**WHAT IS EXPECTED:** Please write out the whole listing that follows exactly; the pictures stay out.

**MATERIAL FOR THIS TASK:**
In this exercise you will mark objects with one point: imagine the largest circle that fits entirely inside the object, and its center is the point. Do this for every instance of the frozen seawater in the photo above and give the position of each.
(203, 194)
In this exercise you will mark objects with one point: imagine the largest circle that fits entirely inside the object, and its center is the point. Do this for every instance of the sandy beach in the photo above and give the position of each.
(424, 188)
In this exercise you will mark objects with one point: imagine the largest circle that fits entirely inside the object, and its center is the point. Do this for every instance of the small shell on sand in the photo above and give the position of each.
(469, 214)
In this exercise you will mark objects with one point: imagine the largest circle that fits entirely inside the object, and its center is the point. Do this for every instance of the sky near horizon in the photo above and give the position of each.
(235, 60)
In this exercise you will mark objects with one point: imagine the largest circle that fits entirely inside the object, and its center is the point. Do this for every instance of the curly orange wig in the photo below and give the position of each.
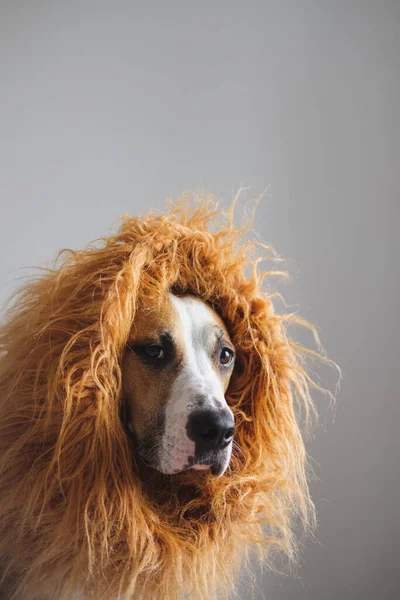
(77, 514)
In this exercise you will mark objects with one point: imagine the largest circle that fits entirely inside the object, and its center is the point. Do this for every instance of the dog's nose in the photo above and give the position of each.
(211, 429)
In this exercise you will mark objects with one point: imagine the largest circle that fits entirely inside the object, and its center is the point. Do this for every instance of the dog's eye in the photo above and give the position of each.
(226, 357)
(154, 351)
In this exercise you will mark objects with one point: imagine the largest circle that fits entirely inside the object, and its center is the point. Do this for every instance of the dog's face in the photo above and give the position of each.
(176, 370)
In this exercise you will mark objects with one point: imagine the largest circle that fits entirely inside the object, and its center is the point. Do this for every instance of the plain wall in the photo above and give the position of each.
(109, 107)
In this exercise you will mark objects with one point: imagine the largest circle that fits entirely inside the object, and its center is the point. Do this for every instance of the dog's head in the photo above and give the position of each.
(157, 347)
(176, 370)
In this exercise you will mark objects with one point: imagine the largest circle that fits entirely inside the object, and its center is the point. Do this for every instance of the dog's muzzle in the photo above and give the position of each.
(211, 429)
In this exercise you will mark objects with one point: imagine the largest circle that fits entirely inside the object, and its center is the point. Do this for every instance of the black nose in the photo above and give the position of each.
(211, 429)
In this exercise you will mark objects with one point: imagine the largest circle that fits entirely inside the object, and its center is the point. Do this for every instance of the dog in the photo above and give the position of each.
(175, 375)
(148, 431)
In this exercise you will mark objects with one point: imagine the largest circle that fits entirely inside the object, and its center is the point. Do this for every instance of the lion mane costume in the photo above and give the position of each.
(78, 517)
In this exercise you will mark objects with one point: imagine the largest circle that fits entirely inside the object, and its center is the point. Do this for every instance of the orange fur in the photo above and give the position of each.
(76, 511)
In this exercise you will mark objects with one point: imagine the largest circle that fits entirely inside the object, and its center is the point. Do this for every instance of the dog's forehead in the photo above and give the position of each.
(196, 317)
(180, 314)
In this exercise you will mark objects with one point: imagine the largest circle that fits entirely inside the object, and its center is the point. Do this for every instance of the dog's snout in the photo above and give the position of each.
(210, 429)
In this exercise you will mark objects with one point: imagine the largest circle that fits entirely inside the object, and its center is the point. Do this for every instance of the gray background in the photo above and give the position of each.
(111, 107)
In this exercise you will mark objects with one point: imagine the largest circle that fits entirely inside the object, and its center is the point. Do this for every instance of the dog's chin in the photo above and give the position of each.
(216, 467)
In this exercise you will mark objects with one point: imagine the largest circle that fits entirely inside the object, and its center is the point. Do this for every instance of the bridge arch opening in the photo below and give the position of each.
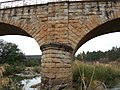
(20, 37)
(106, 28)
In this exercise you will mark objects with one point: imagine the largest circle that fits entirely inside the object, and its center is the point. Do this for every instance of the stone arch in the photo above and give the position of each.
(25, 28)
(105, 28)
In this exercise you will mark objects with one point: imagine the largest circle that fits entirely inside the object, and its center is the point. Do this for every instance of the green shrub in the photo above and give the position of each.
(107, 74)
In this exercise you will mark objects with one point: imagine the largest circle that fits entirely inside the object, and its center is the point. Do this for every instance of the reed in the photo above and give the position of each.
(94, 76)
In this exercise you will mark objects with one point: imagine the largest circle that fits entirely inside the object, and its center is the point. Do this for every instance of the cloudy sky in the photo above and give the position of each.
(30, 47)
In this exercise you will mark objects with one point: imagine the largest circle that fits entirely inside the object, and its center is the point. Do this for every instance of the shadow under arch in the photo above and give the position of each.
(105, 28)
(7, 29)
(12, 30)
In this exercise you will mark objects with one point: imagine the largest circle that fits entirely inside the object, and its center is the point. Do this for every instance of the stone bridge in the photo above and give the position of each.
(60, 28)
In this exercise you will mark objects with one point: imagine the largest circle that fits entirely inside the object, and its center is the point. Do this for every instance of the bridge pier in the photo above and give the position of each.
(56, 66)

**EXERCISE SOLUTION:**
In this exercise you will mark objects with one point: imagine the largest circle that fits entirely inside the object, and its center is the point. Do this for every instance of the frozen seawater in the photo above and give the position of each.
(203, 194)
In this exercise you will mark objects with one point: imagine the largest circle that fits entirely inside the object, and its center is the point. Do this for every instance of the sandy beach in the photo above and give the position of each.
(424, 188)
In this exercise you will mark objects with one point: imagine the largest circle that fits entirely inside the object, and its center is the point. Do this for every instance of the small shell on sand in the photo above and give the position of each.
(469, 214)
In this exercise you will mark objects with one point: imagine the largest circle that fits entirely inside the object, and its center is the point. Do this for every instance of the sky near horizon in the photo above and give the position of each.
(235, 60)
In this exercise you will mark objects with one point: imagine the largest circle that fits entirely inside the object, and its center is the point. Do this for every instance of the curly orange wig in the photo below and give the position of each.
(77, 514)
In this exercise you will mark objects with one point: imagine the largest circle that fits entirely inside the object, and its center is the point. Do this for every instance of the dog's nose in the photo above and give the position of each.
(211, 429)
In this exercise you will mark objects with one point: imagine the largest circle that fits entirely inside the object, and its center is the point. Do this for every instance of the dog's eye in the photo above and give the position of each.
(226, 357)
(154, 351)
In this exercise you will mark objects with one point: imagine the largest circle that fits entirely inside the object, and its center is the point. Do this for every instance of the dog's face in the photo above and give the position of each.
(176, 370)
In this exercise you will mark objects with one point: imagine the largest circle that fits entirely inside the object, and its center is the point. Do this for every instance of the plain wall in the photo above and give the position of each.
(109, 107)
In this exercise you will mark objects with one point: imagine the largest circle that fits entirely inside the object, and its center is the point. Do this for every instance of the dog's head in the photo above and give the position of each.
(157, 347)
(176, 370)
In this exercise you will mark objects with one point: imagine the largest circle that fits entirely inside the object, and its center is the point. Do this for every instance of the dog's muzzle in the photo above and give the position of each.
(211, 429)
In this exercise you will mark objects with one point: imagine the largest circle that fits entirely inside the object, and its center is the point. Do this for every instance of the black nose in the photo above and give the position of each.
(211, 429)
In this exercise you will mark objects with one point: imagine the largest circle that fits entirely inside the object, and its center is the point. Do this for every instance of the dog in the photo above and give the position of each.
(175, 375)
(148, 431)
In this exercise you will mark objects with one point: imagine the largest circle that fits entirely inside the object, and its center is the point. Do this for every instance of the lion mane costume in the photo above and give the position of each.
(78, 517)
In this exercise you will mark objects with one point: imagine the largest circle that fits entirely inside the object, and its center is the point. Do this for every instance of the orange fur in the photo above and give the position of each.
(76, 511)
In this exercise you will mark objects with one point: imagine the largest circle that fits entirely inside the object, and its center is the point. Do this for every instance of the dog's forehead in the photo above and give the position of each.
(196, 317)
(180, 314)
In this exercise you will mark objects with one point: imagine the largest circle that fits entirely inside the object, and its center is the point. Do this for every instance of the dog's snout in the photo above and give the position of each.
(210, 429)
In this exercise you will mark objects with one point: imagine the largest circle that fits entirely inside the object, and its center is the point. Do this for every instance of the gray background in the photo above and give the position of each.
(111, 107)
In this exercise you will mark objects with one point: imagine the largest circle that fits entirely inside the object, and its center is the point. Do this for every instance of the dog's chin in the photo above and give the position of each.
(216, 467)
In this exercise you will mark objects with one point: imagine the largest circle that fits entirely inside the object, and its center is the point. Do this for every instance of the bridge arch opening in the photo below and give the position of each.
(20, 37)
(106, 28)
In this exercise you will mark objects with one point: imagine the largest circle that fits entirely inside the object, and its center is the point. Do this for every instance of the stone arch in the photo above and give the position of each.
(25, 28)
(105, 28)
In this exercise you will mark objects with one point: imagine the largest circle that fits entirely inside the object, and its center is the point. Do this for every instance of the green shrub in the photo above and give the position of each.
(107, 74)
In this exercise you will mark objects with one point: imagine the largest circle that fits entirely inside the object, and its center is the point. Do this for every instance of the reed in the photo above and give the position of each.
(94, 76)
In this exercise you will mark objects with one point: imagine the largest circle that fits entirely inside the object, and its center is the point. Do this for every instance of the cloudy sky in the photo above and give the position of each.
(30, 47)
In this exercise you will mark objects with one point: imagine the largest circle that fits entirely inside the object, and its center is the point. Do this for every instance of the shadow under arch in the photo above and give the position of each.
(105, 28)
(7, 29)
(12, 30)
In this exercise you will mark objects with one point: imagine the largest circle that fits entirely inside the object, and its center is the point. Do this for every instance of the stone bridge in the photo above and give the position of each.
(60, 28)
In this exercise you will mark objects with one point: imagine the largest circle that fits entirely inside the object, and its center is the point. Do this for every instance of the bridge pier in the photo above and give the position of each.
(56, 66)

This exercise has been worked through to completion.